> _Short exercise_: Copy out the records below, swapping every occurrence of "Mark a point" for "Place a point" and leaving everything else untouched.

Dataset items
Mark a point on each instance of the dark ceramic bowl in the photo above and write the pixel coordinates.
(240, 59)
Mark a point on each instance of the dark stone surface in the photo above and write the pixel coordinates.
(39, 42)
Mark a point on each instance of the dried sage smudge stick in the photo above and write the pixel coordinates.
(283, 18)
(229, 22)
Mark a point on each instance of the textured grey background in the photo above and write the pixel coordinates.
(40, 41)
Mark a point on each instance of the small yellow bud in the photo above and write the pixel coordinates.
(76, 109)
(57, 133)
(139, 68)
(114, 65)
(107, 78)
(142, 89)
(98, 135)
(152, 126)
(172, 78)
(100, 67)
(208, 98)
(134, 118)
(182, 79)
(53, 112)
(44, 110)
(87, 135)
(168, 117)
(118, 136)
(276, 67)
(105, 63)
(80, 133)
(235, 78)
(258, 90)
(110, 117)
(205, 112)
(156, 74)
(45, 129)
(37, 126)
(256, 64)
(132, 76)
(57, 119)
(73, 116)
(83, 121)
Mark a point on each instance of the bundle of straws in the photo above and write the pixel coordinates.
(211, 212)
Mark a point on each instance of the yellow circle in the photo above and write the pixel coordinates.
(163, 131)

> _Exercise output_:
Place a point on each instance of the dark ceramic bowl in the photo above and write the pixel coordinates.
(240, 59)
Place a point on each instance of the dark stone surface in the photo above and write the pixel coordinates.
(39, 42)
Place a point on each instance of the dried sage smudge stick in the photo above and write the pixel coordinates.
(283, 18)
(229, 22)
Place a point on each instance of the textured grey background in the photo above and write the pixel coordinates.
(40, 41)
Place a point on each instance of the small yellow bud in the photo above and write the pixel coordinates.
(76, 109)
(57, 133)
(139, 68)
(114, 65)
(107, 78)
(142, 89)
(98, 135)
(152, 126)
(172, 78)
(100, 67)
(208, 98)
(134, 118)
(182, 79)
(53, 112)
(44, 110)
(87, 135)
(168, 117)
(118, 136)
(276, 67)
(105, 63)
(80, 133)
(235, 78)
(258, 90)
(110, 117)
(205, 112)
(156, 74)
(45, 129)
(37, 126)
(256, 64)
(132, 76)
(57, 119)
(73, 116)
(83, 121)
Place a point on each instance of the bundle of straws in the photo above and write the pixel coordinates.
(211, 212)
Place a point on each instance of the yellow circle in the photo above and write the pixel coordinates.
(163, 131)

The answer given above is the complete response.